Write out the part of the asyncio pull request text between "Explanation" and "socket at address.", inclusive, with every character unchanged.

-------- Source

Fix callbacks race in SelectorLoop.sock_connect. by 1st1 · Pull Request #366 · python/asyncio (original) (raw)

While testing uvloop on recent CPython 3.5.2 I found a regression in loop.sock_connect, introduced in ed17848.

The bug breaks loop.sock_* in a very serious way, making programs that use those methods prone to random hangs after socket is connected.

How to trigger

Let's imagine we have a server, that sends some data (let's say b'hello') to the client immediately after connect. And the client program is the following:

data = await self.recv_all(sock, 5) assert data == b'hello' await self.loop.sock_sendall(sock, PAYLOAD)

If the PAYLOAD is big enough, the client program will hang forever.

Explanation

The cause of the hang is a race between callbacks -- one related to loop.sock_connect and one to sock_sendall.

Here's the relevant piece of code from selector_events.py:

def sock_connect(self, sock, address):
    """Connect to a remote socket at address.

    This method is a coroutine.
    """
    if self._debug and sock.gettimeout() != 0:
        raise ValueError("the socket must be non-blocking")

    fut = self.create_future()
    if hasattr(socket, 'AF_UNIX') and sock.family == socket.AF_UNIX:
        self._sock_connect(fut, sock, address)
    else:
        resolved = base_events._ensure_resolved(
            address, family=sock.family, proto=sock.proto, loop=self)
        resolved.add_done_callback(
            lambda resolved: self._on_resolved(fut, sock, resolved))

    return fut

def _on_resolved(self, fut, sock, resolved):
    try:
        _, _, _, _, address = resolved.result()[0]
    except Exception as exc:
        fut.set_exception(exc)
    else:
        self._sock_connect(fut, sock, address)

def _sock_connect(self, fut, sock, address):
    fd = sock.fileno()
    try:
        sock.connect(address)
    except (BlockingIOError, InterruptedError):
        # Issue #23618: When the C function connect() fails with EINTR, the
        # connection runs in background. We have to wait until the socket
        # becomes writable to be notified when the connection succeed or
        # fails.
        fut.add_done_callback(functools.partial(self._sock_connect_done,
                                                fd))
        self.add_writer(fd, self._sock_connect_cb, fut, sock, address)
    except Exception as exc:
        fut.set_exception(exc)
    else:
        fut.set_result(None)

def _sock_connect_done(self, fd, fut):
    self.remove_writer(fd)

----------------
-------- Dataset entries

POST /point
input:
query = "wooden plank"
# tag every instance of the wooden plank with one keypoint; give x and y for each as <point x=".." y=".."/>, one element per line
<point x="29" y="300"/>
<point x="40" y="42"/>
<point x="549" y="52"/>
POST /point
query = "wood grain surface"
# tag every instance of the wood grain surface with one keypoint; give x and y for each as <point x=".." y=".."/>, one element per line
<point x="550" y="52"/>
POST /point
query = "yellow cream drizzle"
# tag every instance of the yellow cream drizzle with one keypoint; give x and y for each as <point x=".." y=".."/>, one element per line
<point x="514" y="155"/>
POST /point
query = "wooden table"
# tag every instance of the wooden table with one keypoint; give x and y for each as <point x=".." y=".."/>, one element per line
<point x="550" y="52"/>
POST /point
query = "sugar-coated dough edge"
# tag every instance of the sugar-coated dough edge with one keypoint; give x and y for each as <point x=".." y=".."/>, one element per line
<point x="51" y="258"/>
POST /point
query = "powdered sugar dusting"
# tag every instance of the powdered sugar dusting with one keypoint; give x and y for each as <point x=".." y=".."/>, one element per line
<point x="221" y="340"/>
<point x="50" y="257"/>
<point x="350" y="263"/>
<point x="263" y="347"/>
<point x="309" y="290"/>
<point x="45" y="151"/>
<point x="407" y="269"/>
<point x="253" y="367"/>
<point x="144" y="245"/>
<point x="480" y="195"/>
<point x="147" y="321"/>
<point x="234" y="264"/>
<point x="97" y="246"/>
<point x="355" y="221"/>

----------------

• Complete output
Explanation

The cause of the hang is a race between callbacks -- one related to loop.sock_connect and one to sock_sendall.

Here's the relevant piece of code from selector_events.py:

def sock_connect(self, sock, address):
    """Connect to a remote socket at address.